Complete the following -
[1] In the passage on the HVTN 505 study closure, how many visits did www.hvtn.org receive from April 22 to 28?
[2] Please rewrite the passage on the HVTN 505 study closure between "One participant, a" and "closure as planned.", inclusive, changing "Tennessean" to "Chronicle".

Document extract -
__________________________________________________
A total of 2,504 men and transgender women had volunteered to receive four injections of the study vaccine regimen over a six-month period. We were determined to ensure that they heard the news from study staff before they heard it through the grapevine, so we knew we needed to move fast.

NIAID planned to send out a news release and a question-and-answer document about the trial late in the day on April 25, thus allowing the sites sufficient time to inform the participants first. By the end of the day on April 24, most participants had been reached. But in a world where many of those participants are social media savvy and “plugged in” 24/7, as soon as you’ve told one participant, the race is on.

On April 24, prior to the NIAID press release, one of the participants posted the “Dear Participant” letter on his blog, which others reposted and tweeted. (This letter to participants had been developed as part of the communications plan and subsequently updated with more specific information after the DSMB review.) Someone also updated the HVTN 505 page on Wikipedia, though less accurately.

One participant, a blogger with an active site and thousands of followers, blogged about the stoppage of injections in HVTN 505. A reporter for Nashville’s Tennessean saw the blog and interviewed the participant for a story that appeared in the local print media.

The story was out. NIAID sent out its news release earlier than planned, in the early afternoon of April 25. Once the news release was available, the HVTN team posted to Facebook and tweeted about the study closure as planned.

Within 24 hours, the HVTN Facebook page had received more than 2,500 views and gained eight new fans or page “likes.” The Facebook post with the NIAID press release was shared 27 times and was “liked” 30 times. On Twitter, the HVTN’s tweet was retweeted 10 times and HVTN gained 10 new followers. Many of the HVTN’s clinical trial sites used the posts from the HVTN on their sites’ Facebook pages and Twitter feeds.

The activity on social media was heaviest during the 24 hours after the NIAID news release was posted, but it continued for several days, helping drive traffic to information about the trial on the HVTN website.

From April 22 to 28, www.hvtn.org received 1,999 visits, an increase of over 600 visits compared to 1,359 in the same period the year before. Google alerts on media coverage of the trial showed that 62 articles were published from April 22 to May 2.

Did the “leak” of the story through social media hurt our dissemination efforts? Fortunately not. Because the original blogger and other participants relied on an accurate source of information – the Dear Participant letter – their efforts reinforced the official dissemination of the trial’s interim results. Likewise, the first news article published about the changes to the trial was excellent and accurate.
__________________________________________________
Exercise data -
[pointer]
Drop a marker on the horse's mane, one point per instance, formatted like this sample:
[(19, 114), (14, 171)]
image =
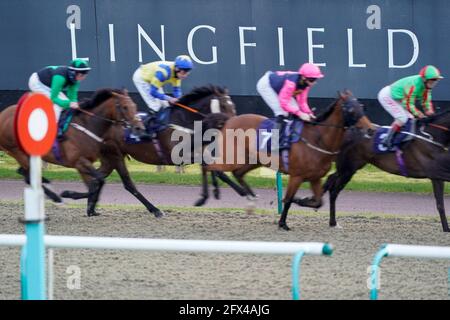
__________________________________________________
Your written answers -
[1] 1,999 visits

[2]
One participant, a blogger with an active site and thousands of followers, blogged about the stoppage of injections in HVTN 505. A reporter for Nashville’s Chronicle saw the blog and interviewed the participant for a story that appeared in the local print media.

The story was out. NIAID sent out its news release earlier than planned, in the early afternoon of April 25. Once the news release was available, the HVTN team posted to Facebook and tweeted about the study closure as planned.